## BEGIN EXCERPT PROVIDED

# Crested gecko - which insects are the best



## liwia1177 (Oct 9, 2017)

Hi I own a 4 months old crested gecko for about a month. I feed him/her Pangea banana and papaya flavor. I decided I’m going to start and feed him/her some live insects to help it grow healthier. 

My question is, which should I pick? I do want him/her to put on some weight as he/she doesn’t eat much of the Pangea.

- Small crickets, gutloaded with Repashy superload insect gutload and dusted in Repashy 

-Wax worms also gutloaded and dusted 

- Calci worms (which apparently don’t need to be gutloaded or dudsted ) 

-Repashy grubs and fruit or Pangea with insects

I know the insects are only supposed to be a treat and not to be fed every day. I don’t mind feeding wax worms or calci worms I do have a problem with the crickets as they jump and they tend to scare me a lot so I don’t know if I’d be able to catch them and give them to my gecko, I put it there as an option as I can try it just wouldn’t be very pleasurable.

Also I read about the Repashy fruit and grubs/ Pangea with insects and i was also considering it, what are your opinions on it comparing to live insects?

Thank you everyone : victory:


----------



## Azastral (Jun 6, 2015)

Calci worms, Crickets, Dubia nymphs and Mealworms.

Use ALL of them, and that then is a BASIC mix of live food.
You should be looking at providing as much variety as possible, not just one insect type.

I personally cant believe that you've not been feeding insects to an insectivore species. You will have already had a restricting effect on its growth given its age.

## END EXCERPT PROVIDED
## BEGIN GIVEN INFORMATION

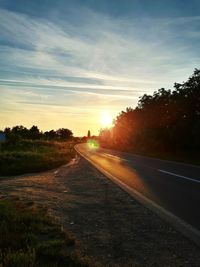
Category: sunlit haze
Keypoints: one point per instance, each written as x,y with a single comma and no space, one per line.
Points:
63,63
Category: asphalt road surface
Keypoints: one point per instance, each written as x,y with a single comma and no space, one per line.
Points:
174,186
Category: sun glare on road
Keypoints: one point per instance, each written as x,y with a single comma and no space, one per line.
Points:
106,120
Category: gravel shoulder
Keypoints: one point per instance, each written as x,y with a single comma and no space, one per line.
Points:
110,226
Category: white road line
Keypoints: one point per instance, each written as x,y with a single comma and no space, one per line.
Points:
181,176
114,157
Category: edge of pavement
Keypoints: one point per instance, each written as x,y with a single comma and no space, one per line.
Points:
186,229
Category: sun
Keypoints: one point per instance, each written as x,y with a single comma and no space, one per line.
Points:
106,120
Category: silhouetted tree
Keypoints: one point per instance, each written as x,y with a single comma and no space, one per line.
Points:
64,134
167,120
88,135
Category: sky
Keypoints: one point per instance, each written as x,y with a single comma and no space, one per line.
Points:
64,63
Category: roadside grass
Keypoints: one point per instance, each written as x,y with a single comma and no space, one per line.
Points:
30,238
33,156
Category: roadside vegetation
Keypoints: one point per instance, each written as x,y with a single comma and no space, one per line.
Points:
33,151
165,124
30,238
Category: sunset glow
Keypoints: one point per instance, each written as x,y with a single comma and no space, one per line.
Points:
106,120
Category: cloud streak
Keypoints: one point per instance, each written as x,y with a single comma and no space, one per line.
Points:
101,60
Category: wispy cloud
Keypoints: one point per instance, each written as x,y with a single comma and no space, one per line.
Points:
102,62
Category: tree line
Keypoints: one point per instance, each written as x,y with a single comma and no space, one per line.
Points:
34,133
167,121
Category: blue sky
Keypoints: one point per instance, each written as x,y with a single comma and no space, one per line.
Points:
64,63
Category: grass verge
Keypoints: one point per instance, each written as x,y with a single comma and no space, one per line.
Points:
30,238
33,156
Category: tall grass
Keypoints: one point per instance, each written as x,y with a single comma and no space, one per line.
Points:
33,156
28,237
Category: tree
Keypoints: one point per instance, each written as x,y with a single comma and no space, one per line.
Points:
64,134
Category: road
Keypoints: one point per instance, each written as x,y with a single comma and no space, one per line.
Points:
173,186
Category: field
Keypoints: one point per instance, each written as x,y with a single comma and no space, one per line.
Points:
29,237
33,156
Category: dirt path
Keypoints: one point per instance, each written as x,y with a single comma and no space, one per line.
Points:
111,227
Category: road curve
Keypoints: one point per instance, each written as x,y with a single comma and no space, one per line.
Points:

## END GIVEN INFORMATION

SET EXERCISE 1:
Write out the part of the crested gecko thread between "My question is, which" and "be very pleasurable.", inclusive.
SET EXERCISE 2:
Answer these questions from the crested gecko thread:
(a) Which Pangea flavor does the first poster feed the gecko?
(b) How old is the gecko, according to the first post?
(c) Which four live foods does Azastral list?

WORKED SOLUTION 1:
My question is, which should I pick? I do want him/her to put on some weight as he/she doesn’t eat much of the Pangea.

- Small crickets, gutloaded with Repashy superload insect gutload and dusted in Repashy 

-Wax worms also gutloaded and dusted 

- Calci worms (which apparently don’t need to be gutloaded or dudsted ) 

-Repashy grubs and fruit or Pangea with insects

I know the insects are only supposed to be a treat and not to be fed every day. I don’t mind feeding wax worms or calci worms I do have a problem with the crickets as they jump and they tend to scare me a lot so I don’t know if I’d be able to catch them and give them to my gecko, I put it there as an option as I can try it just wouldn’t be very pleasurable.

WORKED SOLUTION 2:
(a) Banana and papaya.
(b) 4 months old.
(c) Calci worms, crickets, Dubia nymphs and mealworms.